:: Extract provided ::
The museum has also paired up with the Mechanical Engineering department at the University of Michigan to win an Editor's Award for outstanding exhibitions at the Maker Faire in 2010 which was held at The Henry Ford in Dearborn. The students and faculty of the Mechanical Engineering department presented the inverted pendulum, much like those in a human transporter Segway, to highlight the importance of feedback controls and balance in systems. This exhibit can now be found at the museum and features a vertical pendulum that is driven by a motor at the end of a horizontal arm and uses sensors to keep the pendulum in its inverted position.

Among the technology and science driven exhibits at the museum is the Ferrofluid Magnetoscope. This interactive exhibit was created by Ann Arbor inventor Michael Flynn; his cooperatively controlled levitating liquid is one of over 250 to explore at the museum.

The museum building, the former Ann Arbor Central Fire Station, was built in 1882. It was added to the National Register of Historic Places in 1972.

==Museum exhibits==
Permanent exhibits

- Concourse
An open lobby that visitors can engage in many fun activities including whisper dishes, the tornado, Building in a Building, Liquid Galaxy, The Inverted Pendulum and the water table.

- All About You
An exhibit that explores the human body. Visitors can climb aboard a full-sized Huron City Ambulance, hear their heartbeat and measure Physical fitness.

- Preschool Gallery
An area designed for children four years old and younger. Visitors can splash into the water tables, dress up like fire fighters and play on a child-sized fire engine.

- Legacy Gallery
Displays a variety of simply machines to present how seemingly complex systems work. Visitors can learn how traffic lights work, and the magnetisms behind Teslas Egg of Columbus.

:: Exercise instructions ::
Using the museum passage above, explain in one to three sentences why the Mechanical Engineering students and faculty presented the inverted pendulum.

:: Provided records ::
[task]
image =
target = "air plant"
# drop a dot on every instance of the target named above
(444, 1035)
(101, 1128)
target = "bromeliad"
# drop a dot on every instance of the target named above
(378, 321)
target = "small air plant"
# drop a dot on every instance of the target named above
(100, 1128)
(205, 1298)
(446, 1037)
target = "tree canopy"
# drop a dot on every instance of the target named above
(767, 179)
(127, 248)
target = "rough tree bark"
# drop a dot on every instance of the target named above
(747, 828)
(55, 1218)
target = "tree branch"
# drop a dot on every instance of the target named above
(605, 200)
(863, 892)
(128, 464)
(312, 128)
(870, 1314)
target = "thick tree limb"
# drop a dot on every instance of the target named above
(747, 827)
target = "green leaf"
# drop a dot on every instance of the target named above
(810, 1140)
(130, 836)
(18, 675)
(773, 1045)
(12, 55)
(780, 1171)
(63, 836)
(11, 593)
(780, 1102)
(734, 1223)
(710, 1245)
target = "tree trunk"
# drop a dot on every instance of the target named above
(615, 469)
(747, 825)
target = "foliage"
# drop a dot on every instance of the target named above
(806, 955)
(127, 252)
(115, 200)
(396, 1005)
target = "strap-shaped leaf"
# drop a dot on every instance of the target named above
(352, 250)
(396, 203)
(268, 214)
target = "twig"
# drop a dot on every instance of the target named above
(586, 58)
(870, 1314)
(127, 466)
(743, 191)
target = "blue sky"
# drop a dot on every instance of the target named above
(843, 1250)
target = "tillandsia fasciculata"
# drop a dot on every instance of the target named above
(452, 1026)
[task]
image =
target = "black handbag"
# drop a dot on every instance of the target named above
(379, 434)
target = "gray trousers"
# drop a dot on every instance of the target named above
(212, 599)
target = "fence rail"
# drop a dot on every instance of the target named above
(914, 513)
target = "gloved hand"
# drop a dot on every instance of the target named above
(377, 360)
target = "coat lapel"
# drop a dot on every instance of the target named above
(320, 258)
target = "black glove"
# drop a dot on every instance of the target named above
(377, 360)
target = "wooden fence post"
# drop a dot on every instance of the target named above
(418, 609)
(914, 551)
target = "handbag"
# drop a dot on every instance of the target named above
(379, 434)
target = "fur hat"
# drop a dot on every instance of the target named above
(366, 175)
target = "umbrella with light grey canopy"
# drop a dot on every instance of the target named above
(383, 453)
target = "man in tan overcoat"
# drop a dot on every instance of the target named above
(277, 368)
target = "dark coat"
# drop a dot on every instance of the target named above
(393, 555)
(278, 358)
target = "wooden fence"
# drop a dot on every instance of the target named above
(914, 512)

:: Answer section ::
They presented it to highlight the importance of feedback controls and balance in systems. The pendulum, like those in a Segway human transporter, is driven by a motor at the end of a horizontal arm and uses sensors to stay in its inverted position.